Referring expression pointing data
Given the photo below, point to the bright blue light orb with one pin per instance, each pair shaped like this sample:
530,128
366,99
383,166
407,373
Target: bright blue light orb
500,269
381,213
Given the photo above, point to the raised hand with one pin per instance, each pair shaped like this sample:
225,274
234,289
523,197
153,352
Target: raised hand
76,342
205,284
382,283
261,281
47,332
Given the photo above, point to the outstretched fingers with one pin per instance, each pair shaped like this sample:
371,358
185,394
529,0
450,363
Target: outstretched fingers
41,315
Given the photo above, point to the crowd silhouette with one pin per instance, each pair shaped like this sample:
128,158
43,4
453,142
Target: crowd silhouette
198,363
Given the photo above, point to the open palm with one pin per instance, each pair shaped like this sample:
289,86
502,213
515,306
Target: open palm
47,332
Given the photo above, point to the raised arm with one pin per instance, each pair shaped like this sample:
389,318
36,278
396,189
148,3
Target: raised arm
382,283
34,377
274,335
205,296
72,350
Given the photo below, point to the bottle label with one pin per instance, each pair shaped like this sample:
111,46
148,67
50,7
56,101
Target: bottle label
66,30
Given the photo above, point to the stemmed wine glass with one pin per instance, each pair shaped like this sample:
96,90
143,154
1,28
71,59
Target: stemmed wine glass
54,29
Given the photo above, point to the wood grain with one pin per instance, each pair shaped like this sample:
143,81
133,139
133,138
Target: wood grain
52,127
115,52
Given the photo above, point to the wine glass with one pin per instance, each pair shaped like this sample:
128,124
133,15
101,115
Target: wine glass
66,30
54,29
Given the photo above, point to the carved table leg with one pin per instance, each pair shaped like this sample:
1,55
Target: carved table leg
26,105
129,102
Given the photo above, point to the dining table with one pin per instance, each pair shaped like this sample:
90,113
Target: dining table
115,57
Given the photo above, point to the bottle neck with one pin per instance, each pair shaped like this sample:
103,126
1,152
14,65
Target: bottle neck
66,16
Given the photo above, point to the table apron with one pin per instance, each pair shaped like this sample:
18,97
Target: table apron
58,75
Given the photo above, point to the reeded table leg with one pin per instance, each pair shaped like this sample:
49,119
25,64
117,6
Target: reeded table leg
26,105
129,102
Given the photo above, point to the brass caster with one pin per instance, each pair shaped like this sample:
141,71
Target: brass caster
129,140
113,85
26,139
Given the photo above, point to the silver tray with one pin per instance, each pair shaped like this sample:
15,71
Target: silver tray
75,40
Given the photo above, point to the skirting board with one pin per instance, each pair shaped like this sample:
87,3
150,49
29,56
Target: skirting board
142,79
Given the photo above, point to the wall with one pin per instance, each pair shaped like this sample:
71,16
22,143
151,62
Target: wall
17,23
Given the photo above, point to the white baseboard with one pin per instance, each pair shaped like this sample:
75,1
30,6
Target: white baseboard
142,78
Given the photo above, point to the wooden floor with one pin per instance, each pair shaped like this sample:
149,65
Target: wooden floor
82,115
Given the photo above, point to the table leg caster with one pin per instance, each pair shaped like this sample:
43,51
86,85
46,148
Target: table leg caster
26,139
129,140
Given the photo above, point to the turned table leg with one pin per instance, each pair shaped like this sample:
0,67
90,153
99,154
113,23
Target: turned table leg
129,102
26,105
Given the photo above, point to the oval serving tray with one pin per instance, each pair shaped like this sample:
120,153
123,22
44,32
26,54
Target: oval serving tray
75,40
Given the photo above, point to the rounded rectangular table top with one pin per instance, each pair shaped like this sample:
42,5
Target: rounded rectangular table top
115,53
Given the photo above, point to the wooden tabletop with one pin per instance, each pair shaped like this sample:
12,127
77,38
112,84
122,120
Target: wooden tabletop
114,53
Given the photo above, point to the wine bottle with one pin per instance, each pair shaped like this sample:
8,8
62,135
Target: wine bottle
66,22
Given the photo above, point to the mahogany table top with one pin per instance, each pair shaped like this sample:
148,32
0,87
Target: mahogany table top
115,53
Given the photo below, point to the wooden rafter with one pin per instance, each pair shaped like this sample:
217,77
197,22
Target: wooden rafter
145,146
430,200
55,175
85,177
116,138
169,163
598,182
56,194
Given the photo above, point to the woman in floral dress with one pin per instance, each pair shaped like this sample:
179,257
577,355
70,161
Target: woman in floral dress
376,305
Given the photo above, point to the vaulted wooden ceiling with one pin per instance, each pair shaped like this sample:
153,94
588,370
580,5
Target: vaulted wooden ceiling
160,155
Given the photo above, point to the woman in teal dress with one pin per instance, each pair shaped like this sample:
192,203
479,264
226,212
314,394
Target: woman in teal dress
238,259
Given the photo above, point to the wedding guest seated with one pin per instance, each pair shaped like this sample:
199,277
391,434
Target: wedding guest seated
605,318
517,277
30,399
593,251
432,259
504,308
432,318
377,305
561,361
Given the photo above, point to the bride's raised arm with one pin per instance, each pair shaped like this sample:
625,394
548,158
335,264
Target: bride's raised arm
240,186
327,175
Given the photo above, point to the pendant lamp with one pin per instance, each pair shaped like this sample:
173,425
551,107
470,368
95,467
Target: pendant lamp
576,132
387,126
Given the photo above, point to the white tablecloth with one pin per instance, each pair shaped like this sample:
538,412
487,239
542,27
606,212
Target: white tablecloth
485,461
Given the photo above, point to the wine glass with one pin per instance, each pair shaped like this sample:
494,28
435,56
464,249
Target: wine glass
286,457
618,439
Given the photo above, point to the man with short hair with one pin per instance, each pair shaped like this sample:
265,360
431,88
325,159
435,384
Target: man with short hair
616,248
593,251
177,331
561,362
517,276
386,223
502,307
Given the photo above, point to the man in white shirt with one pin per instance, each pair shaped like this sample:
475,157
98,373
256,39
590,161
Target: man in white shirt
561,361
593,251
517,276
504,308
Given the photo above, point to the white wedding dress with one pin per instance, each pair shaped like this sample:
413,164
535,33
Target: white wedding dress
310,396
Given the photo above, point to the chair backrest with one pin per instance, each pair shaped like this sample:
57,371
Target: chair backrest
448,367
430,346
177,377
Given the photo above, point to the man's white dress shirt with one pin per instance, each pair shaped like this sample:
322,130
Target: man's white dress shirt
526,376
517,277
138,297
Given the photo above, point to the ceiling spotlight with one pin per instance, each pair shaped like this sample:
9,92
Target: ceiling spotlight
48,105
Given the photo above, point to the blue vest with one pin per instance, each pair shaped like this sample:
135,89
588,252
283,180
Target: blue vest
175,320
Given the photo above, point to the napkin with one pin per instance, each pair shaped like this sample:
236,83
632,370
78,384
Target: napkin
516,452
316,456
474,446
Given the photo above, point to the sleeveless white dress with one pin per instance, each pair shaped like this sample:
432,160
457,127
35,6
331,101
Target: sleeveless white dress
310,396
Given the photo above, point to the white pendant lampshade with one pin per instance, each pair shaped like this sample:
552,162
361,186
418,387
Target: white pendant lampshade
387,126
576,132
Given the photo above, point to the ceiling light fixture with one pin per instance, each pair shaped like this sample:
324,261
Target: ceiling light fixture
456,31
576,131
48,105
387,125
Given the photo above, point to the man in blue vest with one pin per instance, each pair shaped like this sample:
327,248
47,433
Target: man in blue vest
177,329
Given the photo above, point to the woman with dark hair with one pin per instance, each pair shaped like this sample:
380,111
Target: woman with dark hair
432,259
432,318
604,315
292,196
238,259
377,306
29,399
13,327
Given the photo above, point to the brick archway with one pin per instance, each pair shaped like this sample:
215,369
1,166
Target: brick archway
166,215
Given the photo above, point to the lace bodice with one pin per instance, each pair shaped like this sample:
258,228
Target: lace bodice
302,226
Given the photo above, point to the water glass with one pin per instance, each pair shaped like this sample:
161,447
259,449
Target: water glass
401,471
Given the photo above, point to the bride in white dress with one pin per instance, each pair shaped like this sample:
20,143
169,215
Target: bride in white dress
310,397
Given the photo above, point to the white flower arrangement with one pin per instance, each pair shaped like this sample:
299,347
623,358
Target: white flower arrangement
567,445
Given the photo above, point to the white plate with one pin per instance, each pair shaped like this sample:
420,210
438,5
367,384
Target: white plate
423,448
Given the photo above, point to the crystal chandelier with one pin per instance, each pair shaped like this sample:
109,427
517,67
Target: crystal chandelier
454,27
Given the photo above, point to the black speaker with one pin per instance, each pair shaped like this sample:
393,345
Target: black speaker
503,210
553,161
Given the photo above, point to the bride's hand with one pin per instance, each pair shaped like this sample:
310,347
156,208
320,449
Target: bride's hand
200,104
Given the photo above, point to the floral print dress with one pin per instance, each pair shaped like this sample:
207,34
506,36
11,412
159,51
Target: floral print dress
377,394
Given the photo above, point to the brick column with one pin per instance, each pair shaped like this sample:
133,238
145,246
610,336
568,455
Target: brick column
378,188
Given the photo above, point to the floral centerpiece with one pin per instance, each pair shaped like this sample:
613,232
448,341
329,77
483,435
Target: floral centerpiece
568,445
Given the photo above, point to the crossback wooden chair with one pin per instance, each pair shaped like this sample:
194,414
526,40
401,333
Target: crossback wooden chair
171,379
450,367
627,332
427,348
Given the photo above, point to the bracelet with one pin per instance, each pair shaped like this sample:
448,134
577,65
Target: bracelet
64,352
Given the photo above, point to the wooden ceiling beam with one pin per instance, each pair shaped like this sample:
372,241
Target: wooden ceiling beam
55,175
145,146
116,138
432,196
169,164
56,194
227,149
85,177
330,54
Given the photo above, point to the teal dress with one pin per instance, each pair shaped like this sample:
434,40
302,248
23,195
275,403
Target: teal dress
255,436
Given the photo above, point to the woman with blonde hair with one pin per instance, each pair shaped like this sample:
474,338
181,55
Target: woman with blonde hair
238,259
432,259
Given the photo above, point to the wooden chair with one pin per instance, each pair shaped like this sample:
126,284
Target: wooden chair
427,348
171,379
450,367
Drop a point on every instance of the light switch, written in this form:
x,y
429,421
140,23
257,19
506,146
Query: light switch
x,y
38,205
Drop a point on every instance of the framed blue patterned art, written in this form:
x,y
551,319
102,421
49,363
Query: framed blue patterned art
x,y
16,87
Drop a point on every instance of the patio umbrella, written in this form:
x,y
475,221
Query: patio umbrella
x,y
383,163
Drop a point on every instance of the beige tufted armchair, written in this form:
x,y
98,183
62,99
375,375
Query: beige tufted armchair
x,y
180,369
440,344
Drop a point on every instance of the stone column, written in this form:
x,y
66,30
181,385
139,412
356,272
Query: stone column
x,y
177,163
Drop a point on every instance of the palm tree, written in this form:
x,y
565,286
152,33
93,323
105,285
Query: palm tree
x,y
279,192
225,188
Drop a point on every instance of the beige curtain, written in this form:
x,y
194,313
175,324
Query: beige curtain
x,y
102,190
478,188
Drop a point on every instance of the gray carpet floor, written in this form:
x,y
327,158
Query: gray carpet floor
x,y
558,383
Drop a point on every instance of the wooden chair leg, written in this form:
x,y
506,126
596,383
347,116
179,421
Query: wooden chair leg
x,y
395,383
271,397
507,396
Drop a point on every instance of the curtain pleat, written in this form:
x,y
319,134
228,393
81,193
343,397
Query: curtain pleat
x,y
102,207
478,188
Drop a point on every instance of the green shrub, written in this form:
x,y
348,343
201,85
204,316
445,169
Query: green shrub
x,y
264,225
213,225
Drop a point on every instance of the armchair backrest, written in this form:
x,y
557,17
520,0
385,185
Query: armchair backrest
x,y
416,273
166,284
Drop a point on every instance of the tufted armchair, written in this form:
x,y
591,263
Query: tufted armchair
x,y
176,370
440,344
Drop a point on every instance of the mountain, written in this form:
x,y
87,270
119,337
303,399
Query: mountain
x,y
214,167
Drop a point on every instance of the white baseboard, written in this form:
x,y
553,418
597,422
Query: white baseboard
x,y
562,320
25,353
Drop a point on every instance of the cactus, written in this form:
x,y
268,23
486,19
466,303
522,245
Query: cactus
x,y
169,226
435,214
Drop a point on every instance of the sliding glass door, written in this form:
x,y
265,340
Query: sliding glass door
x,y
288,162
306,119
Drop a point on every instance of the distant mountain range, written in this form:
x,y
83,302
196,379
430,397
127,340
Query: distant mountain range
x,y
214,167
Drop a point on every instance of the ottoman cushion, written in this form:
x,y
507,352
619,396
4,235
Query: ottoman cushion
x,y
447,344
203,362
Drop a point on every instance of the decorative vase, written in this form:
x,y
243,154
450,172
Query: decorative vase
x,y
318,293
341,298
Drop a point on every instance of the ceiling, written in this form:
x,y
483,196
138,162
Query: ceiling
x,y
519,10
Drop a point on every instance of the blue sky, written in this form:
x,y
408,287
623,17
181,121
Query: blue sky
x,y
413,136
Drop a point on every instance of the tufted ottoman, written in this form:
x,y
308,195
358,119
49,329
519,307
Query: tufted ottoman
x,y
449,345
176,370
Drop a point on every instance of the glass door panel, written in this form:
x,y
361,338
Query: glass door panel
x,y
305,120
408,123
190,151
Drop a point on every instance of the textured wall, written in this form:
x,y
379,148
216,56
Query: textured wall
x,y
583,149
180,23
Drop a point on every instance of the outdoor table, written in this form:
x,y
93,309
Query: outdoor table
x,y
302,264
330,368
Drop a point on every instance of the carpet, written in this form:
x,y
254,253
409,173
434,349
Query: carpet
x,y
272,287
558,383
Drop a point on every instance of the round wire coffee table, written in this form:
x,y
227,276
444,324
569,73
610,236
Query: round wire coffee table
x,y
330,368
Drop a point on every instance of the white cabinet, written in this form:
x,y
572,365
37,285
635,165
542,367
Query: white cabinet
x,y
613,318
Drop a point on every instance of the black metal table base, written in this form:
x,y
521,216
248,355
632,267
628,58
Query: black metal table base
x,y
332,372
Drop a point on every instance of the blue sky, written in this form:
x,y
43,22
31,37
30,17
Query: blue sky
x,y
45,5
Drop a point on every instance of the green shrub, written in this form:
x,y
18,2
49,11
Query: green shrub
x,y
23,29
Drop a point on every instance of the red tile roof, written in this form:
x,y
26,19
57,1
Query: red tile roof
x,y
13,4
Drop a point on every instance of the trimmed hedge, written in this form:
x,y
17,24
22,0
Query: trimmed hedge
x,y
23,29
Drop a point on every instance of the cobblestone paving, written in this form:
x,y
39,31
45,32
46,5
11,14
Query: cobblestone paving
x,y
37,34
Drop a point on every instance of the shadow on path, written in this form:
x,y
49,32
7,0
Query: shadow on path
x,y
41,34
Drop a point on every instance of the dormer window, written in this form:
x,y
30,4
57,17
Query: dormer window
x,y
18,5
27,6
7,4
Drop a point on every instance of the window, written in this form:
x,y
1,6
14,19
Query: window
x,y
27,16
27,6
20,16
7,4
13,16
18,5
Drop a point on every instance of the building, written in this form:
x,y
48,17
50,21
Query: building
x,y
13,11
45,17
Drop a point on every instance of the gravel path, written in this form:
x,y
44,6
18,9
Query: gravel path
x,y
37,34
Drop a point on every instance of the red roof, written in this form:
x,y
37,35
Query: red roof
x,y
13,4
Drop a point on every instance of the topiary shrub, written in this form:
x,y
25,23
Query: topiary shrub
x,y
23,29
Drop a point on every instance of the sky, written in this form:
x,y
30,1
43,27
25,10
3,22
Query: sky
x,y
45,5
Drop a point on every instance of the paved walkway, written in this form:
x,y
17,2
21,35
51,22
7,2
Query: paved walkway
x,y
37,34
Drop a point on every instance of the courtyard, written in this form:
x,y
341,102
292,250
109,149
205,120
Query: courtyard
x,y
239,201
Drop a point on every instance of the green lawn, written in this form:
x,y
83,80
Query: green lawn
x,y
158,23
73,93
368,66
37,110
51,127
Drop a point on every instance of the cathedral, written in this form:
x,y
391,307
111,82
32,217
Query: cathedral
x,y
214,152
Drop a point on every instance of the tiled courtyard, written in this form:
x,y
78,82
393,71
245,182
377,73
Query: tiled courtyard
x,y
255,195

## [ASSIGNMENT]
Select every line above that contains the word "below", and copy it.

## [SOLUTION FOR THIS PROBLEM]
Given the photo below, point to the bright blue light orb with one pin per instance, each pair shaped like this sample:
Given the photo below, point to the bottle label with one pin per instance, each pair shaped like this sample:
Given the photo below, point to the wooden rafter with one pin per instance, each pair shaped like this sample:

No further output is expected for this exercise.